-- GIVEN REQUEST --
Give the lines of the listing below as a JSON list of strings, one string per line and blank lines omitted. Include every line from the one containing "I'd appreciate your help here — please identify the paved" through the last line of the listing, both ends inclusive.

-- DATA EXTRACT --
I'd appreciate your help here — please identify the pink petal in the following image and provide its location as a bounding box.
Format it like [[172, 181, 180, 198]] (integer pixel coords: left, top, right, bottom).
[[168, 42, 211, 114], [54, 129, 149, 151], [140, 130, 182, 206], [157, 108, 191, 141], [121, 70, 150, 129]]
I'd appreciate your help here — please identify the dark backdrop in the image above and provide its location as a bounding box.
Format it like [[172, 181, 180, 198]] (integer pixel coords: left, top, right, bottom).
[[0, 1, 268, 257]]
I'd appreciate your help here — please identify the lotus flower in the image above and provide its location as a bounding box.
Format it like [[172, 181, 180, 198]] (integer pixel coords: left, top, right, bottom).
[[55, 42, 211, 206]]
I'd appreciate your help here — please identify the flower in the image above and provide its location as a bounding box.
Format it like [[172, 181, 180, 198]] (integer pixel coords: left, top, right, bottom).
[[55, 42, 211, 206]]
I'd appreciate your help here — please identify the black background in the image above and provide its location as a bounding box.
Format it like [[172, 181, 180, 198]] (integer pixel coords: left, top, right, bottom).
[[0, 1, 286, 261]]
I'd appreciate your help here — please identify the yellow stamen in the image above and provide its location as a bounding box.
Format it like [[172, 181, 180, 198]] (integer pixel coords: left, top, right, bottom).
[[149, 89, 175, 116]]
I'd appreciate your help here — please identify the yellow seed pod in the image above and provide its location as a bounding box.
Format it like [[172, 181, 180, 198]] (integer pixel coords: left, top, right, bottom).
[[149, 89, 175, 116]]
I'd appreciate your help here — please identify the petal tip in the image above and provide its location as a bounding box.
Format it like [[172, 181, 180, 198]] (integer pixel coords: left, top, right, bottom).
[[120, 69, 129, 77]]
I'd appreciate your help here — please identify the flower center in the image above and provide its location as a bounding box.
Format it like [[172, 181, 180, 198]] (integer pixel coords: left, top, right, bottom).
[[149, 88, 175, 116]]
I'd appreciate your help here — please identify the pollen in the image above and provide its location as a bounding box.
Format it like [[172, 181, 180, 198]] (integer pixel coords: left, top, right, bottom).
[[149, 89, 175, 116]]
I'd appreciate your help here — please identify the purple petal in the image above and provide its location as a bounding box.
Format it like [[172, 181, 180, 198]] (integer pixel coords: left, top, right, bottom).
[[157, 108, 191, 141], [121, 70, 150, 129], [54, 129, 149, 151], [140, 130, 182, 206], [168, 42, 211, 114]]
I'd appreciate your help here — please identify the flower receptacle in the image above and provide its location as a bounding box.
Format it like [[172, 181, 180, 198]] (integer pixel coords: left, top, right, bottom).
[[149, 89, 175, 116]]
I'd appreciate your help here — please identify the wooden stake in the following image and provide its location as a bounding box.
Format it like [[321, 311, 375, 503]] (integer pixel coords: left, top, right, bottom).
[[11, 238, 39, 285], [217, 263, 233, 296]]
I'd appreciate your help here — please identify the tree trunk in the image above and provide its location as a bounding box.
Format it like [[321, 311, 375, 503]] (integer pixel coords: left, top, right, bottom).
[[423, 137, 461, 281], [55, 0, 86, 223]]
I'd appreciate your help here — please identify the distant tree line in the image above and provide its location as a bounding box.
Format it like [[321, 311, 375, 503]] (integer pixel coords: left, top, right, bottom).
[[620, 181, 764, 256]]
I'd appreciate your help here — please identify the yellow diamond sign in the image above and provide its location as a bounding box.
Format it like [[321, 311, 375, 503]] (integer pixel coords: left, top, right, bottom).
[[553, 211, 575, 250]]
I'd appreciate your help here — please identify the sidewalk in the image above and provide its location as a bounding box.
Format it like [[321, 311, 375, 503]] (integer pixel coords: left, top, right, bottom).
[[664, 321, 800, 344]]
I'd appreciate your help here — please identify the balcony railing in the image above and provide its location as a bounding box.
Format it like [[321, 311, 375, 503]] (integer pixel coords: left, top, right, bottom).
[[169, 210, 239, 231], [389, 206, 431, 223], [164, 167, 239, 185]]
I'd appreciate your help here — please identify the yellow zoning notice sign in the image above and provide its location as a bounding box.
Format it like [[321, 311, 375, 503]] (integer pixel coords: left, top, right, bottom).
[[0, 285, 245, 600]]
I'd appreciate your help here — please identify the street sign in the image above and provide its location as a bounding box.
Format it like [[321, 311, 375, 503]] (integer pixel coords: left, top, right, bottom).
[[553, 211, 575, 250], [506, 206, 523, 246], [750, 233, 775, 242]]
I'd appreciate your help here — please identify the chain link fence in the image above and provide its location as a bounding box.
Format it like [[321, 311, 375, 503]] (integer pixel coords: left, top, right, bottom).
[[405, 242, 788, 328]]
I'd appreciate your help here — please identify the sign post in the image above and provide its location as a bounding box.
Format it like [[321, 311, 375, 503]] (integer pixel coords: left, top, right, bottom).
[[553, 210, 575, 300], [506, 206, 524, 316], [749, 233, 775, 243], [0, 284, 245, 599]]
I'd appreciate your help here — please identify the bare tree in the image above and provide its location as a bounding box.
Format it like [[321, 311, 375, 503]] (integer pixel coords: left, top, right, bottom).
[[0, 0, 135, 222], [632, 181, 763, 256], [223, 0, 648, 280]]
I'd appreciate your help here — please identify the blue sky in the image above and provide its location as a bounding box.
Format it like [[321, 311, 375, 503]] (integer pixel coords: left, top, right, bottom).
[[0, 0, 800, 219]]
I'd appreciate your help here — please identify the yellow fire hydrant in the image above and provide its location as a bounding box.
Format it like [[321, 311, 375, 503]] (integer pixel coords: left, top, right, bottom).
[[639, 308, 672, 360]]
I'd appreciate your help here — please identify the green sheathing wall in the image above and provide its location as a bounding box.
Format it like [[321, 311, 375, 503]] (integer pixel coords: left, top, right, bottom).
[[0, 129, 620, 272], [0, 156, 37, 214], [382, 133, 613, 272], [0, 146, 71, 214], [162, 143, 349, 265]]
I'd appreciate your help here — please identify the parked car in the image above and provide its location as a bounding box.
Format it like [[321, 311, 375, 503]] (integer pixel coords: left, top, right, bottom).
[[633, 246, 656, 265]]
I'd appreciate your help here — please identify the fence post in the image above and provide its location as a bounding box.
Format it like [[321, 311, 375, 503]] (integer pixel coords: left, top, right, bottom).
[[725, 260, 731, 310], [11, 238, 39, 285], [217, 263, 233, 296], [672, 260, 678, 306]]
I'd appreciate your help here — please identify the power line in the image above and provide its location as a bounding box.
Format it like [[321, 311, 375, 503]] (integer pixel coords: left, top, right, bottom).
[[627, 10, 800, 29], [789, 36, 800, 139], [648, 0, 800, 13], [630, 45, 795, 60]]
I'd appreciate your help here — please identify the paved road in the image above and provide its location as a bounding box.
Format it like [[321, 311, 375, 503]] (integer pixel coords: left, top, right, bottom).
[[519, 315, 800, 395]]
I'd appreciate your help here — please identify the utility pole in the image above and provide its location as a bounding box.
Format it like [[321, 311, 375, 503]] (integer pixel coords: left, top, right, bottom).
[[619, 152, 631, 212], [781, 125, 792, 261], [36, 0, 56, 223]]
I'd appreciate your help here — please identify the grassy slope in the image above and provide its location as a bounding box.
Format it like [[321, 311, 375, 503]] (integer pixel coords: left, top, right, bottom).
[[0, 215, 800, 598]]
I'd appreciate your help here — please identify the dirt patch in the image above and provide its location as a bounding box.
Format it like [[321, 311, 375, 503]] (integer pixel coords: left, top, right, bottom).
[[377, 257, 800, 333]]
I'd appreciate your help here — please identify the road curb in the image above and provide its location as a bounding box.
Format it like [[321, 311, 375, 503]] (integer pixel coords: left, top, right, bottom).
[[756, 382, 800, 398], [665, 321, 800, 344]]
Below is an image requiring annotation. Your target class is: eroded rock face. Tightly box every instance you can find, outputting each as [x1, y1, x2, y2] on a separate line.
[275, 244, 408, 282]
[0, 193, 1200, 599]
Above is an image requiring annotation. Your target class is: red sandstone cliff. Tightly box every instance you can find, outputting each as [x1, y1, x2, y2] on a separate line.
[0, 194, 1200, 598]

-- EXERCISE ANSWER --
[
  "I'd appreciate your help here — please identify the paved road in the image above and provide its location as a bounding box.",
  "Format it like [[321, 311, 375, 503]] (integer pixel coords: left, top, right, bottom).",
  "[[519, 315, 800, 395]]",
  "I'd appreciate your help here — please identify the utility pole in the image above and provide its location as a bounding box.",
  "Format it like [[321, 311, 375, 503]] (integer pixel coords: left, top, right, bottom).",
  "[[619, 152, 631, 212], [781, 125, 792, 261], [36, 0, 56, 223]]",
  "I'd appreciate your help here — please identify the grassy slope in the image above and provide its location as a bounding box.",
  "Format it like [[321, 311, 375, 503]] (integer pixel coords: left, top, right, bottom).",
  "[[0, 215, 800, 598]]",
  "I'd appreciate your help here — please identify the dirt patch in the image above and provide its location as a bounding box.",
  "Format it like [[321, 311, 375, 503]] (integer pixel coords: left, top, right, bottom).",
  "[[377, 257, 800, 333]]",
  "I'd appreciate your help here — please identify the road curb in the image above and provide its location as a bounding box.",
  "Format it like [[321, 311, 375, 503]] (integer pixel coords: left, top, right, bottom).",
  "[[756, 382, 800, 398], [665, 321, 800, 344]]",
  "Below is an image requiring annotation. Your target class is: eroded rock face. Tightly box every instance you can find, outputting each as [x1, y1, x2, y2] on a separate line.",
  "[275, 244, 408, 282]",
  "[0, 193, 1200, 599]",
  "Above is an image requiring annotation. Your target class is: red sandstone cliff. Tightly box every instance you can find, outputting each as [x1, y1, x2, y2] on a separate line.",
  "[0, 194, 1200, 598]"
]